Avez-vous visionné le film « Sully » avec Tom Hanks sorti en 2016? Il s’inspire d’un fait-divers très médiatisé qui illustre l’efficacité de la prise de décision reposant sur l’heuristique dite du meilleur choix, plus connue sous le nom de « take the best option ».

Un amerrissage réussi

Nous sommes le 15 janvier 2009. Après avoir décollé de l’aéroport de LaGuardia à New York, le vol US Airways 1549 heurte un vol d’oies du Canada. La taille et le nombre important d’oiseaux provoquent une perte de poussée simultanée des deux réacteurs de l’avion. Comprenant que son appareil vient de subir une avarie majeure, le commandant de bord, le Capitaine Chesley Sullenberger, surnommé « Sully », transmet alors immédiatement un message de détresse au contrôleur aérien. Ce dernier lui suggère de revenir atterrir sur la piste 13 de LaGuardia.

Données fournies:

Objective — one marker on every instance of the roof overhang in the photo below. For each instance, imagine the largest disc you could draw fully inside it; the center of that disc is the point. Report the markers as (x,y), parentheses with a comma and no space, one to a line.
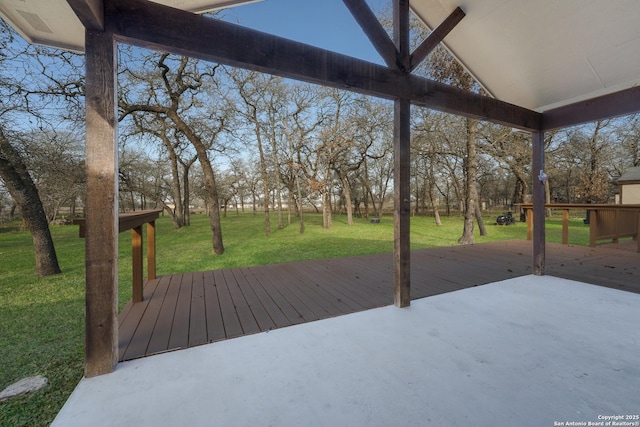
(543,54)
(54,23)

Objet de l'exercice: Poursuivez le texte sur l'amerrissage du vol US Airways 1549 à partir de sa dernière phrase. Les lignes ne sont d'aucune utilité ici.

Réponse rédigée:
Sur base d’une évaluation rapide de la situation, Sully réalise intuitivement que se poser sur le fleuve Hudson peut sans doute être la seule option possible. Il répond donc au contrôle aérien, qu’il est incapable de faire demi-tour et qu’il pourrait bien finir par devoir tenter un amerrissage sur l’Hudson.

Ne comprenant pas la réalité et la gravité de ce que Sully lui répond, le contrôleur continue de chercher une meilleure solution et lui propose alors d’aller atterrir sur l’aéroport tout proche de Teterboro. Il fait même dégager les pistes préventivement pour rendre cela possible. Concentré sur la solution qu’il a en tête, le capitaine lui répond qu’il ne peut pas. Le contrôleur ne comprenant toujours pas que la décision de Sully est prise, il lui demande alors quelle piste il désire utiliser à Teterboro. Sully répond sans détour: « Nous allons dans l’Hudson ».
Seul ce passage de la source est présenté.